When check out was done, an inventory check was performed by an independent inventory clerk. While I was present, there was no one from the letting agent present. At the end of the check out, the inventory clerk found no major issues with the property and was satisfied that it matched the check in state. As per his words, the maximum the letting agent could charge was for 1-2 hours of cleaning. I was not issued with any copy of his report which he said would go directly to the letting agent.

 

2 days later the letting agent called saying she was not satisfied with the cleaning of the carpet and the state of the walls in one bedroom due to condensation. The carpets in the house had been professionally cleaned 1 day prior to checkout at my expense and receipt submitted to the letting agent , but apparently this is not enough and wants to withhold money for further cleaning.

 

There had been condensation problems with flows running from ceiling to floor on certain walls and this has been highlighted by me to the letting agent at the periodic visits. The LA now claims that it is my fault (despite documented evidence of window vacuum seal failure, improper insulation etc) and is going to withhold money for painting. Out of good faith, I already painted one wall that was worst affected but now the LA wants me to paint all the walls.

GIVEN DATA →
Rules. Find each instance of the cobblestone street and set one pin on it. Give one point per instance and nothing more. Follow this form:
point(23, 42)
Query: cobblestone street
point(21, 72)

PROBLEM → Carry the account of the rental checkout dispute forward from its last sentence. The material has no connection to the account of the rental checkout dispute.

EXERCISE OUTPUT →
1 week before checkout, the LA had done a pre-inspection check and I had confirmed in email what things needed to be done. These included only the two points above, which I completed and have evidence to prove that. But apparently the LA is not satisfied with the quality of the work.

 

I have not yet been provided an account of how much money is going to be withheld despite repeated requests neither has my deposit been refunded.

 

What do you think are my best steps forward? I was planning on writing a letter on the lines provided at the sticky on this forum on unfair deposit. Is really court action the best way? The TDS does provide an arbitration scheme but I am not sure whether they are truly impartial? I am even ready to pay £50-75 just to be rid of this headache, but the LA hinted at £300 or so (though nothing concrete has been said). I am quite sure that nothing of that scale has been damaged.

 

Your views are most appreciated.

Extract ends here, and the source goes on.